-- Start The input --

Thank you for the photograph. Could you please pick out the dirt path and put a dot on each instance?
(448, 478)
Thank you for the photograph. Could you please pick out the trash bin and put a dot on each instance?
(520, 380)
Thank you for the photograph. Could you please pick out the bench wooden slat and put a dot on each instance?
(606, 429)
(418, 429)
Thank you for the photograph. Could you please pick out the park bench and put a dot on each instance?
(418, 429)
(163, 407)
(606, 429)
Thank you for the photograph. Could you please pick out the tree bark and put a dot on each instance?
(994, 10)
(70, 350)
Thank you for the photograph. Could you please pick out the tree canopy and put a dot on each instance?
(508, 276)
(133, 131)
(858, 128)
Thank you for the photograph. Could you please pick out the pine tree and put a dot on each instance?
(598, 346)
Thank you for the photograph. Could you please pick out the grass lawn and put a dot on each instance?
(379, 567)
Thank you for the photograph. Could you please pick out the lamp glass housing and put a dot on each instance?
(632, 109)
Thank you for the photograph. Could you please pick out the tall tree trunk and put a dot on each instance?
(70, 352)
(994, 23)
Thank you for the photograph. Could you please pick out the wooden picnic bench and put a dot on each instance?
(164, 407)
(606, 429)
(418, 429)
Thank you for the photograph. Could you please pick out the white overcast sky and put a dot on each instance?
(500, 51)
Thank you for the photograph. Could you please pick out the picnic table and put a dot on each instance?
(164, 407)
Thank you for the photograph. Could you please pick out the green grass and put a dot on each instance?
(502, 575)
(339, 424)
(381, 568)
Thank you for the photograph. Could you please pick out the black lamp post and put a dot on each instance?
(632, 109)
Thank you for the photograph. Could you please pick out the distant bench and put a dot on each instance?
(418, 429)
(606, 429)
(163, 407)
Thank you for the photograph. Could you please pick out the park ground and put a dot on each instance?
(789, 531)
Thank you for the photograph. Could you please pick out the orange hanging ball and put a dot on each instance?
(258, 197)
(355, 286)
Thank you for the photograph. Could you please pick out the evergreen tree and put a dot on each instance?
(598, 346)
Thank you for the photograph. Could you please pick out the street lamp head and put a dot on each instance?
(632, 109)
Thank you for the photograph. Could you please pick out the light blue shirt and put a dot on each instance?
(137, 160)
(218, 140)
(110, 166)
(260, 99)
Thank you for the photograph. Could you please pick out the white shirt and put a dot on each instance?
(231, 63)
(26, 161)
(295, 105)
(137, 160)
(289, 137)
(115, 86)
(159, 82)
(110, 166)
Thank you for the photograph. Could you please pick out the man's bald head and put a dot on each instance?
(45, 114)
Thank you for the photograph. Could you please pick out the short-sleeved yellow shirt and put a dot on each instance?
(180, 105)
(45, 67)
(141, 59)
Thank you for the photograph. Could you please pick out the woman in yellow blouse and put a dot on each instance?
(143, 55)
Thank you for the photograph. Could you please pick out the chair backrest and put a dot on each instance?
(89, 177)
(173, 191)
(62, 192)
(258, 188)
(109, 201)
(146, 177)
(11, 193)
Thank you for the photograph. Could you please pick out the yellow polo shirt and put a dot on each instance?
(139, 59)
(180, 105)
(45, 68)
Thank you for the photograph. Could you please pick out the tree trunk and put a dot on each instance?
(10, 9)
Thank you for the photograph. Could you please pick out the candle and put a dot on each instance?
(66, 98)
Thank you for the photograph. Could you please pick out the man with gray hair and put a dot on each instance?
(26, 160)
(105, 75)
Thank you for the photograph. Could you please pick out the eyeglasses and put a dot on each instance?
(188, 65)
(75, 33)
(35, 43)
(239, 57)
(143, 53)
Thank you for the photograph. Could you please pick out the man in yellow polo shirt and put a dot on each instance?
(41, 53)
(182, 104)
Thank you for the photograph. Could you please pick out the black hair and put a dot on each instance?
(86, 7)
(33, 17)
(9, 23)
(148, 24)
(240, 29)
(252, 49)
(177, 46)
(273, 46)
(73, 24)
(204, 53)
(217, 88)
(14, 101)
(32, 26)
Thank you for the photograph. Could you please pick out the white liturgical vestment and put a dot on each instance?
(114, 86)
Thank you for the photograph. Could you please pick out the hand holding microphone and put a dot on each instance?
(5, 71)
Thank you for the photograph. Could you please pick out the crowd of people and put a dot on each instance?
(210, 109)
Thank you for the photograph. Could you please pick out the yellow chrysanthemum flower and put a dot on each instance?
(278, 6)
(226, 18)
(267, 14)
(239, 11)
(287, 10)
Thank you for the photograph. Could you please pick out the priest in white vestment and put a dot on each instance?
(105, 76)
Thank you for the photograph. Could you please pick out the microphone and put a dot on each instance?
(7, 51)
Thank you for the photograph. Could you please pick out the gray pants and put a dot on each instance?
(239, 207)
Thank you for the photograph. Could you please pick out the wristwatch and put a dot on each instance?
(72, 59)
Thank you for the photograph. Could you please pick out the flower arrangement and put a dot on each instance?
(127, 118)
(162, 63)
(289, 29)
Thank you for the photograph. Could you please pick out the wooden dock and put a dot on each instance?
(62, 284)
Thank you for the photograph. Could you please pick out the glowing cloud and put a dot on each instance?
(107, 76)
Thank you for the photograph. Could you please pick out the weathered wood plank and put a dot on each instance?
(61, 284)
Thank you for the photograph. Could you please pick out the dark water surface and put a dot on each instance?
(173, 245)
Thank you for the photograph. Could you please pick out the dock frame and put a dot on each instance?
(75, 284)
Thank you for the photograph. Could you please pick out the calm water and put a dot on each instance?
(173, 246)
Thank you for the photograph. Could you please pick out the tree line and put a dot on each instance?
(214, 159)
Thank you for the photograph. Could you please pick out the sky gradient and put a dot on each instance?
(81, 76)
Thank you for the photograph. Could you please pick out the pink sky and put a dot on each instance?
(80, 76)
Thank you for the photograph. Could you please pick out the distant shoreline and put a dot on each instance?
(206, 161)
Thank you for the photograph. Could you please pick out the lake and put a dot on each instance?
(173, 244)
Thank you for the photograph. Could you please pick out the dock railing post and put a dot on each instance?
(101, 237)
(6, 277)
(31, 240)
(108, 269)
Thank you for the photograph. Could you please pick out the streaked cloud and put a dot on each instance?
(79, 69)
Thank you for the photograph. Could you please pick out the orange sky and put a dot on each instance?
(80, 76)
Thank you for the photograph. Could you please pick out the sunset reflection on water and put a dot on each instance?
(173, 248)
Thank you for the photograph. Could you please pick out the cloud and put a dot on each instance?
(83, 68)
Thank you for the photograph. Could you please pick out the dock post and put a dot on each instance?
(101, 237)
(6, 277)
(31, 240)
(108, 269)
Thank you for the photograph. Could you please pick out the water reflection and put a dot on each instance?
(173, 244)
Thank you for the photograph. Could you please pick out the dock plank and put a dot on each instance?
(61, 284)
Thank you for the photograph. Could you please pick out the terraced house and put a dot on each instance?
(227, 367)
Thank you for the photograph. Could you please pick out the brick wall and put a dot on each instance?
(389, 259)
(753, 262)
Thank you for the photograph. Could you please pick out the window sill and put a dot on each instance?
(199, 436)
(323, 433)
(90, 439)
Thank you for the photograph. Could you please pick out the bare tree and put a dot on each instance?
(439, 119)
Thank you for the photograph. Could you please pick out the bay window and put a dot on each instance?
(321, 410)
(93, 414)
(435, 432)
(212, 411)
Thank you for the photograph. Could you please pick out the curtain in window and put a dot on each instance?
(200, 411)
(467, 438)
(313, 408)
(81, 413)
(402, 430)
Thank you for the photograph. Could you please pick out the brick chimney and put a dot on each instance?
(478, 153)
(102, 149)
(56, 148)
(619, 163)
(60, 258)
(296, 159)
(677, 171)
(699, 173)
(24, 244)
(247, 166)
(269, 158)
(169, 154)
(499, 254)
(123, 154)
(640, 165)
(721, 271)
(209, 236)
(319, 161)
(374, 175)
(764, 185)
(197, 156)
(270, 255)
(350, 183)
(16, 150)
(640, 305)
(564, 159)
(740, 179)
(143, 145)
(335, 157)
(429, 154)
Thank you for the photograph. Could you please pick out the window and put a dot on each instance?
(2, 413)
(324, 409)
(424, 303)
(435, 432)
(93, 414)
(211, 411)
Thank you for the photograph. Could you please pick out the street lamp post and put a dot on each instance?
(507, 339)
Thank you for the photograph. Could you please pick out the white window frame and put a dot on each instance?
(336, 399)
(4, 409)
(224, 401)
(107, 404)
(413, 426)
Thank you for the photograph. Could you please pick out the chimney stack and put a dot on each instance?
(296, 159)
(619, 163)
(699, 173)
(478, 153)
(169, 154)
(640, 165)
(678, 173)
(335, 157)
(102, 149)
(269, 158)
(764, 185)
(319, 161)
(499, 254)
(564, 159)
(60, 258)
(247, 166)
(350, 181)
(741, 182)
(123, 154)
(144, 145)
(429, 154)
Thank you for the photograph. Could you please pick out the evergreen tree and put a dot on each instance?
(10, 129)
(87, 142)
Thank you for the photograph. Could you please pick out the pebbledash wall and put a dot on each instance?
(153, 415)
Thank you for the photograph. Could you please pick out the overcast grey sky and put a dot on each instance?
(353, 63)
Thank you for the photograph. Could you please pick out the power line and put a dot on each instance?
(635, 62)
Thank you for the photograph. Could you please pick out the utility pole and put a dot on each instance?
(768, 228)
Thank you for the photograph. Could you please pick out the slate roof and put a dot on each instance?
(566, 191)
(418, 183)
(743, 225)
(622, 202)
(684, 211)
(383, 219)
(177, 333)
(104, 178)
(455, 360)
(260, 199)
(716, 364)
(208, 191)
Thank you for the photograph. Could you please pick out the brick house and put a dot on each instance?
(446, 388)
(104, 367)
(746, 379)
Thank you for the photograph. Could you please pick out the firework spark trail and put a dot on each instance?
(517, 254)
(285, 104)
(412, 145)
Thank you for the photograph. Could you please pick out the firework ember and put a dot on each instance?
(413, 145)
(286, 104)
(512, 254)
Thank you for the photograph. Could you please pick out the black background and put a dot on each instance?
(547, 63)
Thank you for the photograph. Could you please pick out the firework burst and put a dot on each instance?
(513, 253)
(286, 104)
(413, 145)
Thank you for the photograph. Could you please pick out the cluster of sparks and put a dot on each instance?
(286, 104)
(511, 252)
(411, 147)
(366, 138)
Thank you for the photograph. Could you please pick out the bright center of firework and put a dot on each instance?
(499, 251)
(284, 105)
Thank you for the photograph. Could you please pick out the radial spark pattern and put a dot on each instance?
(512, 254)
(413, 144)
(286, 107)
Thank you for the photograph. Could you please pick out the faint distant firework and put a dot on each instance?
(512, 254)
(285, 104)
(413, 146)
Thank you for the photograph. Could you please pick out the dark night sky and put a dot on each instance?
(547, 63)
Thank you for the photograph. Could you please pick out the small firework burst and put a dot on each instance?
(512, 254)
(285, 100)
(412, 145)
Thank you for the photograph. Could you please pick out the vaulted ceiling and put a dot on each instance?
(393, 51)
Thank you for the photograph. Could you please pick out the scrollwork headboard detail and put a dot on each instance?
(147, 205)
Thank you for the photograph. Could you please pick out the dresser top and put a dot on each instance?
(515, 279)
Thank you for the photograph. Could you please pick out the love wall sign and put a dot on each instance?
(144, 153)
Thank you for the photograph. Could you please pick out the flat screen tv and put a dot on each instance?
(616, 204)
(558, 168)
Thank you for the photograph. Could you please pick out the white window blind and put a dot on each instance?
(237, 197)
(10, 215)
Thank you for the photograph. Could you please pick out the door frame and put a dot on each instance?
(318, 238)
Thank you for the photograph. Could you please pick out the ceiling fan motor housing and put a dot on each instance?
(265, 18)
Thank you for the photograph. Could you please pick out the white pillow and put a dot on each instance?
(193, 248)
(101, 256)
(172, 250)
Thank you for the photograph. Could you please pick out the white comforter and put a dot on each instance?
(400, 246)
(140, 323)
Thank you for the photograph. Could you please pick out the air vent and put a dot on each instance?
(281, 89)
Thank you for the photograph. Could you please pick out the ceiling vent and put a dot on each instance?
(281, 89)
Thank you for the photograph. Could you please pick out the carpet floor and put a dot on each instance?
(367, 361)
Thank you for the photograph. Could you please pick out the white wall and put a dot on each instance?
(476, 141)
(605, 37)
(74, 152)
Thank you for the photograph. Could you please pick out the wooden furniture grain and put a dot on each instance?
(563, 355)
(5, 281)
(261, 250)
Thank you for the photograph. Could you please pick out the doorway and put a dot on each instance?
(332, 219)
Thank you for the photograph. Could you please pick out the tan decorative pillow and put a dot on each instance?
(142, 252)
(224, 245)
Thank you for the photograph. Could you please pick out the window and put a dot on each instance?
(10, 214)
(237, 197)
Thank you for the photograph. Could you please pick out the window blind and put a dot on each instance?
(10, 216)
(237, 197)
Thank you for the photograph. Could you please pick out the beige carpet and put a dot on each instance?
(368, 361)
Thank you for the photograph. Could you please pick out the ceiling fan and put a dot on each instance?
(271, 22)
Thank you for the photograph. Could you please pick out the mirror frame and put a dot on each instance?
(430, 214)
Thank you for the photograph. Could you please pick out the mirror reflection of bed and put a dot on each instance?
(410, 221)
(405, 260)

-- End The input --

Nothing but the lines from the line with "the window blind" to the last line of the listing above should appear; please retype them exactly, both ends included.

Thank you for the photograph. Could you please pick out the window blind and put a dot on each instance?
(10, 216)
(237, 197)
Thank you for the photograph. Could you please pick out the beige carpet and put a dot on each instance?
(368, 361)
Thank you for the photograph. Could you please pick out the ceiling fan and put a dot on each instance?
(271, 22)
Thank you for the photograph. Could you please pick out the mirror frame and put a dot on each instance?
(430, 214)
Thank you for the photograph. Could you please pick out the mirror reflection of bed and put a dot on each instance?
(410, 221)
(405, 260)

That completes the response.